** THE PROBLEM **
Beginning with the line that contains "Please tag the porch column", transcribe every line down to the end of the entries, exactly, and no other lines.
= Beginning of Section =
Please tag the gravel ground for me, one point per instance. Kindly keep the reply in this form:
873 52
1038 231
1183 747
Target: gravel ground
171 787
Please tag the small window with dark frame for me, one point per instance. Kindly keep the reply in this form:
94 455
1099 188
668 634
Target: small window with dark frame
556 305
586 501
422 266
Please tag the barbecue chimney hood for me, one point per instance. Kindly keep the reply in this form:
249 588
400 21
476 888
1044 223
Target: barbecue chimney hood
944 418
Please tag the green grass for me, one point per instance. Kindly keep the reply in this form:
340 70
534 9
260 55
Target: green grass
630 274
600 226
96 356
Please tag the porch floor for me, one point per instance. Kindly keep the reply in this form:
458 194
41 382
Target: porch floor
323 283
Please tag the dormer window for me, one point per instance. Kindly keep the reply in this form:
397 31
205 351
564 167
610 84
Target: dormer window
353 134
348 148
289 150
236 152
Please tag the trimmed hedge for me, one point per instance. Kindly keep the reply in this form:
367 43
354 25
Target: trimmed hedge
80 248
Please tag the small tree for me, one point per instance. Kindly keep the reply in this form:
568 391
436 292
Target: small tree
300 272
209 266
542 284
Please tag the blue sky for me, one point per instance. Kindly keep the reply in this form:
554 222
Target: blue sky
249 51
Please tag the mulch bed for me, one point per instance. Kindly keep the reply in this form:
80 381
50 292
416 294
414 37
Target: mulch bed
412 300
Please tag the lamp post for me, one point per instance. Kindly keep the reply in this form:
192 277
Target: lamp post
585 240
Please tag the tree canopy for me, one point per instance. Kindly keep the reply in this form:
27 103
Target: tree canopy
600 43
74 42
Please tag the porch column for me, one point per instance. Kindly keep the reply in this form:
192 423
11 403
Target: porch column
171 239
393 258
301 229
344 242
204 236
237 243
= End of Section =
** SOLUTION TO THIS PROBLEM **
Please tag the porch column for me, one point per instance. Kindly keep the reply in this form:
192 423
11 403
Target: porch column
171 239
393 258
301 229
344 242
204 236
237 243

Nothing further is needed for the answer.